Referring expression pointing data:
- - - -

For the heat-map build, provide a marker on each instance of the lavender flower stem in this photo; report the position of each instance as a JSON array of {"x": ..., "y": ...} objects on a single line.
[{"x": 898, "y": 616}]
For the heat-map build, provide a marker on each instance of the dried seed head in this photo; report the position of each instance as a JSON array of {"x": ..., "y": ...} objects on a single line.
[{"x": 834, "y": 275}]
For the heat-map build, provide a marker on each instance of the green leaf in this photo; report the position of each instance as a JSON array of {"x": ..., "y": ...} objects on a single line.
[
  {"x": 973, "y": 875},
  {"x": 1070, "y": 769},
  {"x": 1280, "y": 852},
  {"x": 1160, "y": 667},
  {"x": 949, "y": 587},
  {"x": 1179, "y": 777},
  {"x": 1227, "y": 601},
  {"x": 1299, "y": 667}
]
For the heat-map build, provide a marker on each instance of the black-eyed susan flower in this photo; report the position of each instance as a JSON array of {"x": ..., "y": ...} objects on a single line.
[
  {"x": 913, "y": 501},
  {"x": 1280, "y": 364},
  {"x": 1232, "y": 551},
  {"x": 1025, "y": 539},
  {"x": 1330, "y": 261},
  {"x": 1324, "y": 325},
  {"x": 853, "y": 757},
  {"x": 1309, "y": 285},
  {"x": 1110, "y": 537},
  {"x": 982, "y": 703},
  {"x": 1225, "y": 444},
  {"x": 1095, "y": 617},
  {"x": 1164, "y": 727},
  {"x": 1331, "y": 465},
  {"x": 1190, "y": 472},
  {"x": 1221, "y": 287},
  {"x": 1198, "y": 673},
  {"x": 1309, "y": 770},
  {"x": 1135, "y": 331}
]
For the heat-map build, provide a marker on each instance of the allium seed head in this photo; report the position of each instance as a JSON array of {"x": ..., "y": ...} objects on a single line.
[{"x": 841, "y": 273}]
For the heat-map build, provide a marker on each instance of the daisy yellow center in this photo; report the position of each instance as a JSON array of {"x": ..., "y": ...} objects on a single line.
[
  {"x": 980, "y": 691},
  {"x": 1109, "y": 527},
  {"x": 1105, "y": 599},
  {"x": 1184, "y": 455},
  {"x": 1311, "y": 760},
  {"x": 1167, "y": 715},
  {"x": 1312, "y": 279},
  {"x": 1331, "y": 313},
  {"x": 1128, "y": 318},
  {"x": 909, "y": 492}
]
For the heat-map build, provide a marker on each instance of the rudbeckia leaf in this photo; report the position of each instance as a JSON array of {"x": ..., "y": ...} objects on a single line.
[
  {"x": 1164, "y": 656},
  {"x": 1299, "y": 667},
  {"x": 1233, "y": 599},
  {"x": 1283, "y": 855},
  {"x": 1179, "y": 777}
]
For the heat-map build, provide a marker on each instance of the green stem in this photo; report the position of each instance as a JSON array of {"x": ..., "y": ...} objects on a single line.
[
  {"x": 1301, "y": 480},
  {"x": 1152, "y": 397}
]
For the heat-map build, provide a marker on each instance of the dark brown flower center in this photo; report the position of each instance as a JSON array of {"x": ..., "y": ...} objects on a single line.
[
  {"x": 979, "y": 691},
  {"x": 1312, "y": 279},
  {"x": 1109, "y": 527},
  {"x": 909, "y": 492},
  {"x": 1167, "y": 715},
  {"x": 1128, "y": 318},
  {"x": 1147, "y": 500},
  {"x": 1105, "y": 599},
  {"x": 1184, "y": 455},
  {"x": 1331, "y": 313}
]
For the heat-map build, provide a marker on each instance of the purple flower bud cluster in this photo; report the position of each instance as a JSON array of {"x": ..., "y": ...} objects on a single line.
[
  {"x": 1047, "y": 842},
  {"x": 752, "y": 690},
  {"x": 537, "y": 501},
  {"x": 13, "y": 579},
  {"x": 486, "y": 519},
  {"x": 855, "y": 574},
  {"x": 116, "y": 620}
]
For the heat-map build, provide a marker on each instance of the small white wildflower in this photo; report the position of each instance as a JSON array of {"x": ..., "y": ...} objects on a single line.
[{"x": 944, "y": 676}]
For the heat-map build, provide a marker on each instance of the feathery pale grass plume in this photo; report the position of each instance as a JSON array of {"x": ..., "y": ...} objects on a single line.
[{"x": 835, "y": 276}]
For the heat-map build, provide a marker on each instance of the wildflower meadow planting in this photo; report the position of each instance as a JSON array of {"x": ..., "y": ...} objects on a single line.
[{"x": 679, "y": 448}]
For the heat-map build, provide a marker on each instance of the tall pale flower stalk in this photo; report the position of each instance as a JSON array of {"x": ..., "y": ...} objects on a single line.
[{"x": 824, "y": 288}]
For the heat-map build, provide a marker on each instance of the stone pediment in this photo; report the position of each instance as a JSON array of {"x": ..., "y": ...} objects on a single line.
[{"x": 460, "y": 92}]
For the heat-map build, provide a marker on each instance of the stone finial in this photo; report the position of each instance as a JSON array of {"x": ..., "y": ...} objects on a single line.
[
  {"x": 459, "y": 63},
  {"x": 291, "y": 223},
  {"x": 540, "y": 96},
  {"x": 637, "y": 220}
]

- - - -

Could you please repeat the data exactly as given?

For the heat-map build, provide a marker on each instance of the lavender flower stem in this photo; report the position of each instance as a JSON array of {"x": ..., "y": ...} objects on a single line.
[{"x": 898, "y": 616}]
For the heat-map build, provide a marker on each instance of the dried seed head in this photo; report the position of each instance as a JSON array of {"x": ..., "y": ...} objects on a single line.
[{"x": 834, "y": 275}]
For the heat-map build, provide a marker on each instance of the green leaf in this photo; report the position of each instance as a JSON array of {"x": ..., "y": ...} objects on a single line.
[
  {"x": 973, "y": 875},
  {"x": 1070, "y": 769},
  {"x": 1280, "y": 852},
  {"x": 1160, "y": 667},
  {"x": 949, "y": 587},
  {"x": 1179, "y": 777},
  {"x": 1227, "y": 601},
  {"x": 1299, "y": 667}
]
For the heat-map build, provide a marker on each instance of the black-eyed susan flower in this photo; report the position of each instance as a JSON array of {"x": ..., "y": ...} objects on a single line.
[
  {"x": 913, "y": 501},
  {"x": 1280, "y": 364},
  {"x": 1232, "y": 551},
  {"x": 1025, "y": 539},
  {"x": 1330, "y": 261},
  {"x": 1324, "y": 325},
  {"x": 853, "y": 757},
  {"x": 1309, "y": 285},
  {"x": 1110, "y": 537},
  {"x": 982, "y": 703},
  {"x": 1225, "y": 444},
  {"x": 1095, "y": 617},
  {"x": 1164, "y": 727},
  {"x": 1331, "y": 465},
  {"x": 1190, "y": 472},
  {"x": 1221, "y": 287},
  {"x": 1198, "y": 673},
  {"x": 1309, "y": 770},
  {"x": 1135, "y": 331}
]
For the heat-map build, provide a marker on each instance of the allium seed head in this photo; report the position of each instance as a JSON array of {"x": ..., "y": ...} objects on a single line.
[{"x": 841, "y": 273}]
For the heat-map build, provide a marker on each instance of the daisy yellow center in this photo; report the position of each instance as a JSON array of {"x": ..., "y": ...} objects on a single line.
[
  {"x": 980, "y": 691},
  {"x": 1109, "y": 527},
  {"x": 1105, "y": 599},
  {"x": 1184, "y": 455},
  {"x": 1311, "y": 760},
  {"x": 1167, "y": 715},
  {"x": 1312, "y": 279},
  {"x": 1331, "y": 313},
  {"x": 1128, "y": 318},
  {"x": 909, "y": 492}
]
For the heat-map build, provide a marker on each instance of the rudbeckia leaf in this photo; report the position of each instance as a JSON array of {"x": ..., "y": ...} objects on a single line.
[
  {"x": 1164, "y": 656},
  {"x": 1299, "y": 667},
  {"x": 1233, "y": 599},
  {"x": 1283, "y": 855},
  {"x": 1179, "y": 777}
]
For the heat-map build, provide a marker on each instance of the green stem in this photo; report the position of each instance as a JSON array of {"x": ..., "y": ...} objects on a single line.
[
  {"x": 1301, "y": 480},
  {"x": 1152, "y": 397}
]
For the heat-map build, provide a marker on each instance of the dark brown flower center in this photo; report the position of each instance as a JSON array of {"x": ..., "y": ...} objects on a single line.
[
  {"x": 979, "y": 691},
  {"x": 1312, "y": 279},
  {"x": 1109, "y": 527},
  {"x": 909, "y": 492},
  {"x": 1167, "y": 715},
  {"x": 1128, "y": 318},
  {"x": 1147, "y": 500},
  {"x": 1105, "y": 599},
  {"x": 1184, "y": 455},
  {"x": 1331, "y": 313}
]
For the heat-map build, provide a marker on each instance of the purple flower bud cluster in this photo; report the position of each instance as a JSON array of {"x": ..., "y": ...} objects on a single line.
[
  {"x": 1047, "y": 842},
  {"x": 752, "y": 690},
  {"x": 537, "y": 501},
  {"x": 13, "y": 579},
  {"x": 486, "y": 519},
  {"x": 855, "y": 574},
  {"x": 116, "y": 620}
]
For the heat-map build, provide a marker on each instance of the small white wildflower in this photo; report the position of each instance as a JSON array of {"x": ..., "y": ...} objects on a single line.
[{"x": 944, "y": 676}]
For the heat-map build, provide a marker on each instance of the feathery pale grass plume in this photo; report the position of each instance as a JSON array of {"x": ..., "y": ...} objects on a single line.
[{"x": 835, "y": 276}]
For the heat-map build, provide a marker on each instance of the wildflower meadow planting in this photo; report the position of each instance as a JSON array of {"x": ..., "y": ...} objects on a single line.
[{"x": 679, "y": 448}]
For the heat-map build, provide a marker on each instance of the tall pale flower stalk in this photo; report the position of each instance as a JSON array of {"x": ..., "y": ...} objects on a single line.
[{"x": 824, "y": 288}]
For the heat-map build, provide a marker on each instance of the stone pediment in this photo; report the position of each instance as a JSON array of {"x": ..., "y": ...} objects on a single line.
[{"x": 460, "y": 92}]
For the heat-map build, provide a marker on each instance of the stone finial in this photo; report the position of each instance as a JSON array of {"x": ..., "y": ...} objects on a single line.
[
  {"x": 459, "y": 63},
  {"x": 291, "y": 223},
  {"x": 540, "y": 96},
  {"x": 637, "y": 220}
]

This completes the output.